Hijo del pintor Nicolaes Francken, nació en Herentals y desde la infancia residió en Amberes. Fue discípulo de Frans Floris y completó su formación en Fontaineblau, donde bajo la tutela de Giovanni Battista di Jacopo (Rosso Fiorentino), Francisco I reunió artistas del continente para decorar su palacio según el gusto manierista. Llegó en 1570 y permaneció tres años en una escuela en franca decadencia por la desatención de los sucesores del fundador.

Karel van Mander en su Schilder-boeck documentó su presencia en la ciudad francófona de Tournai, acogido a la hospitalidad del obispo y, acaso, ocupado en tareas artísticas para Nuestra Señora de Flandes, la más hermosa de las catedrales belgas, construida en el siglo XII, con cinco esbeltas torres, esculturas colosales y vitrales famosos, declarada Patrimonio de la Humanidad por la Unesco.

Viajó por Italia, residió en Roma y Venecia y, en el último tercio del siglo XVI, destacó entre los artistas antuerpienses y como influyente maestro en la Gilda de San Lucas. Fusionó los influjos italianizantes -tanto en la osadía compositiva como en la contrastada brillantez del colorido- pero, en ningún caso, perdió el sobrio realismo nórdico, la grave dignidad por encima de la estética y, en cuanto a los temas, la fidelidad, por temporadas, a las normas emanadas del Concilio de Trento.

(Datos de expresiones referenciales)
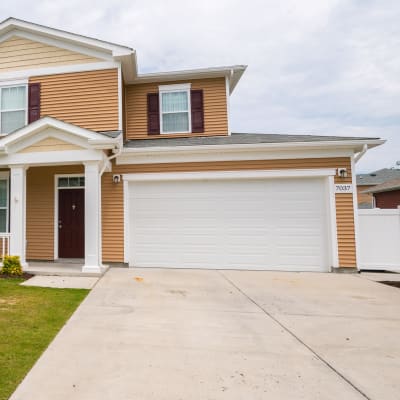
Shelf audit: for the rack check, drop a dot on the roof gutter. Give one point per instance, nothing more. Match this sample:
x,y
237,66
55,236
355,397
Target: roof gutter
x,y
349,144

## Tareas:
[1] Según el fragmento dado, ¿de quién fue discípulo el pintor?
[2] Traduce al inglés esta oración del fragmento dado: "Hijo del pintor Nicolaes Francken, nació en Herentals y desde la infancia residió en Amberes."

## Respuestas en orden:
[1] De Frans Floris.

[2] The son of the painter Nicolaes Francken, he was born in Herentals and lived in Antwerp from childhood.